### Problems and tasks
a – Using the cluster detection test file, say whether each statement agrees with it: (i) The memory with id "pg-1" describes database configuration for production. (ii) The JWT group holds three memories. (iii) Clustering without embeddings depends on entity-based similarity. Answer yes or no for each and quote the words that decide it.
b – In the cluster detection test file, rename "tmpdir" to "scratch_dir" in the part starting at "with tempfile.TemporaryDirectory() as" and ending at "similarity in cluster_memories_simple.", and give that part again.
c – Answer these from the cluster detection test file:
(i) Which module is ClusterDetector imported from?
(ii) What strength value does the memory with id "jwt-1" have?
(iii) What is the content of the memory with id "pg-3"?
== Document text
"""Integration tests for ClusterDetector (T038).
End-to-end tests with real (test) storage to verify the full
cluster detection workflow.
Note: For clustering to work without embeddings, we rely on entity-based
similarity. Memories with overlapping entities will cluster together.
"""
from __future__ import annotations
import tempfile
import time
from pathlib import Path
from unittest.mock import patch
import pytest
from cortexgraph.agents.cluster_detector import ClusterDetector
from cortexgraph.agents.models import ClusterAction, ClusterResult
from cortexgraph.storage.jsonl_storage import JSONLStorage
from cortexgraph.storage.models import Memory
# =============================================================================
# Test Fixtures
# =============================================================================
@pytest.fixture
def temp_storage_dir():
"""Create temporary directory for test storage."""
with tempfile.TemporaryDirectory() as tmpdir:
yield Path(tmpdir)
@pytest.fixture
def test_storage(temp_storage_dir: Path) -> JSONLStorage:
"""Create real JSONL storage with clusterable test data.
Creates memories with overlapping entities that will cluster together
based on entity similarity in cluster_memories_simple.
"""
storage = JSONLStorage(str(temp_storage_dir))
now = int(time.time())
# PostgreSQL cluster - 3 memories with shared "PostgreSQL" entity
# Should form a cohesive cluster
postgres_mem_1 = Memory(
id="pg-1",
content="PostgreSQL database configuration for production",
entities=["PostgreSQL", "Database"],
created_at=now - 86400,
last_used=now - 3600,
use_count=5,
strength=1.0,
)
postgres_mem_2 = Memory(
id="pg-2",
content="PostgreSQL connection pooling settings",
entities=["PostgreSQL", "Connection"],
created_at=now - 86400 * 2,
last_used=now - 7200,
use_count=3,
strength=1.0,
)
postgres_mem_3 = Memory(
id="pg-3",
content="PostgreSQL query optimization tips",
entities=["PostgreSQL", "Query"],
created_at=now - 86400 * 3,
last_used=now - 10800,
use_count=2,
strength=1.0,
)
# API authentication cluster - 2 memories with shared "JWT" entity
jwt_mem_1 = Memory(
id="jwt-1",
content="JWT token generation process",
entities=["JWT", "Authentication"],
created_at=now - 86400,
last_used=now - 1800,
use_count=4,
strength=1.2,
)
jwt_mem_2 = Memory(
id="jwt-2",
content="JWT token validation middleware",
entities=["JWT", "Middleware"],
created_at=now - 86400 * 2,
last_used=now - 3600,
use_count=3,
strength=1.1,
)
====
== Record set
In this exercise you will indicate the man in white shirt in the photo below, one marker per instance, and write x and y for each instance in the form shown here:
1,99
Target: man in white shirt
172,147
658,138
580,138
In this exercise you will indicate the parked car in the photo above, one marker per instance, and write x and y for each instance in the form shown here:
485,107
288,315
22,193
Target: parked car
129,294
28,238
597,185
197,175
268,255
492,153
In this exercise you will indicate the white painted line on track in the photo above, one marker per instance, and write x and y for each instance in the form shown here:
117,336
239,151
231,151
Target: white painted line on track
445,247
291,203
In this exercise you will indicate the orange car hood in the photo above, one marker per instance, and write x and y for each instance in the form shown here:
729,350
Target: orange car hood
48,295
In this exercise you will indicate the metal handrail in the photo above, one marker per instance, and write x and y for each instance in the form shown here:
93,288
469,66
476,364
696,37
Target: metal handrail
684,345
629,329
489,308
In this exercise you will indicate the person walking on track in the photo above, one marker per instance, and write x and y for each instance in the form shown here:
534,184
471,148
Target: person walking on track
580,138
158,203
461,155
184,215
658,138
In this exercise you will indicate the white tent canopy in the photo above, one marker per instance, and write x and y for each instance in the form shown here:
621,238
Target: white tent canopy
====
### Set of answers
a –
(i) Yes: "PostgreSQL database configuration for production"
(ii) No: "2 memories with shared "JWT" entity"
(iii) Yes: "we rely on entity-based similarity"

b –
with tempfile.TemporaryDirectory() as scratch_dir:
yield Path(scratch_dir)
@pytest.fixture
def test_storage(temp_storage_dir: Path) -> JSONLStorage:
"""Create real JSONL storage with clusterable test data.
Creates memories with overlapping entities that will cluster together
based on entity similarity in cluster_memories_simple.

c –
(i) cortexgraph.agents.cluster_detector
(ii) 1.2
(iii) "PostgreSQL query optimization tips"